··· Extracted material ···
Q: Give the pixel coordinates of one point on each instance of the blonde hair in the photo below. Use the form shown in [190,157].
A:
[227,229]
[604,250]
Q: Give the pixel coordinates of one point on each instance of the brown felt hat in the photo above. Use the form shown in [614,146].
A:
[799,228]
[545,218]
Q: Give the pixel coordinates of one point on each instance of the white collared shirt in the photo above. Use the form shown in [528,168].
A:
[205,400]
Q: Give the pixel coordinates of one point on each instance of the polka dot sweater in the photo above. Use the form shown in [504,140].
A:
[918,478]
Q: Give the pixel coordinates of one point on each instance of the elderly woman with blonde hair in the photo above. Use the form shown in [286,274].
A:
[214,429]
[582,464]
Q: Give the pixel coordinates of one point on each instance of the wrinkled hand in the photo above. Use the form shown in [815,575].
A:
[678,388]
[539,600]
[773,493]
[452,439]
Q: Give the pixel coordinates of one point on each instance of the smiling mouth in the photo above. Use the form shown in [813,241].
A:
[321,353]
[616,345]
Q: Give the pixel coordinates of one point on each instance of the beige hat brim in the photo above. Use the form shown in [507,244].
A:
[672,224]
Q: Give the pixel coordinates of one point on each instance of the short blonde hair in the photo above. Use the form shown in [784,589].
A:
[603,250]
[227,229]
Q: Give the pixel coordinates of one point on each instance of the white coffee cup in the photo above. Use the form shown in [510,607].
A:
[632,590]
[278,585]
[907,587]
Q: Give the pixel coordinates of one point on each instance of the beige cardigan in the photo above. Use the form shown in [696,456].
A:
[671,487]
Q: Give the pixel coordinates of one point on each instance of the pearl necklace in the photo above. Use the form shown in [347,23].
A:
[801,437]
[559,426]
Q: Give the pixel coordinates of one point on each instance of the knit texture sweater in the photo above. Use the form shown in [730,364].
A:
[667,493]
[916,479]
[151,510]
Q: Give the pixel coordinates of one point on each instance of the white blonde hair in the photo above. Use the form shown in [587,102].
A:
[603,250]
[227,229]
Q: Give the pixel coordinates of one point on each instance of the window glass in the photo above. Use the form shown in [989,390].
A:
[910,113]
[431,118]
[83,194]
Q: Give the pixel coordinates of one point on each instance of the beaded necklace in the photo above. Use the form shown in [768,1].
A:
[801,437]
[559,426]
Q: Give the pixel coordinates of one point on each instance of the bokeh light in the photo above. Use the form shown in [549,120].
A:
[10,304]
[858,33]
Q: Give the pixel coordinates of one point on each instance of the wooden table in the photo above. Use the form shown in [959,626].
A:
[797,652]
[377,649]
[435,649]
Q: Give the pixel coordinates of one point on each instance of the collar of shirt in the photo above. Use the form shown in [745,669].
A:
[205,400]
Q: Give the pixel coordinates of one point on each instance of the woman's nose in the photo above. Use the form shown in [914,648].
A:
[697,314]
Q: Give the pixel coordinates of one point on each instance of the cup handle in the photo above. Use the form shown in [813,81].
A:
···
#### Objective:
The records above should be restated word for word, please.

#### Correct result:
Q: Give the pixel coordinates of one point on each instance of the blonde hair in the photo below. Use the form shown in [190,157].
A:
[227,229]
[604,250]
Q: Give the pixel coordinates of one point on each instance of the brown felt hat in the photo above. Use the form shown in [614,146].
A:
[799,228]
[545,218]
Q: Give the pixel coordinates of one point on each instance of the white collared shirt in the photo above. Use the form shown in [528,168].
A:
[205,400]
Q: Give the pixel coordinates of one point on each instance of the polka dot sweater in the photo above. Use the form shown in [504,140].
A:
[918,478]
Q: Give the pixel coordinates of one point on each instance of the elderly woman with blonde hair in the photo above. Use the form shown in [286,274].
A:
[214,429]
[582,464]
Q: Give the pixel coordinates of one point on each instance of the wrinkled hand in the photo above. Use the form shown in [815,575].
A:
[678,388]
[539,600]
[773,493]
[452,439]
Q: Give the pixel coordinates of one point on each instance of the smiling mouth in the photo above. Use the form shown in [813,241].
A:
[321,353]
[616,345]
Q: Give the pixel coordinates of one point on each instance of the beige hat brim in the photo above. Use the form shown in [507,244].
A:
[672,224]
Q: Give the pixel coordinates of one point on each instance of the short blonde hair in the photo above. Use the form shown in [784,589].
A:
[603,250]
[227,229]
Q: Give the pixel coordinates of one point on each instance of the white coffee cup in the photo above. Use the form shown in [510,607].
A:
[632,590]
[278,585]
[907,587]
Q: Give the pixel coordinates of one point on each instance of the beige cardigan in the photo above. Use the form shown in [696,456].
A:
[671,487]
Q: Give the pixel coordinates of one point on each instance of the pearl necklace in the photo above. Use the form shown in [347,23].
A:
[801,437]
[559,426]
Q: Give the pixel coordinates of one point on each instance of the knit texture sweater in the photo above. Use the form shown in [730,364].
A:
[667,493]
[916,479]
[151,510]
Q: Give the pixel coordinates of one point on each instance of the white blonde hair in the photo above. Use the form shown in [587,102].
A:
[603,250]
[227,229]
Q: Give the pixel coordinates of one point on each instance of the window glass in the photo above. Use the form shown in [989,390].
A:
[910,113]
[431,118]
[83,194]
Q: Give the pixel coordinates of one point on each instance of the beaded necklace in the photo above. Use the form shown in [768,1].
A:
[801,437]
[559,426]
Q: Give the pixel coordinates of one point on each instance of the bokeh light in the photo above. Use the form shown in [549,120].
A:
[10,304]
[858,33]
Q: Give the pixel coordinates of one point on each instance of the wooden table in the photo above. Use the form shown in [959,626].
A:
[797,652]
[377,649]
[435,649]
Q: Give the pixel coordinates of one point on each instance of the collar of shirt in the photo above. Use the form shown in [745,669].
A:
[205,400]
Q: Give the pixel coordinates of one point on each instance of the woman's nose in the photo above. Use the form shown in [914,648].
A:
[697,314]
Q: Give the pixel coordinates of one point on each instance of the cup handle in the photo above. Use the form shown in [813,81].
A:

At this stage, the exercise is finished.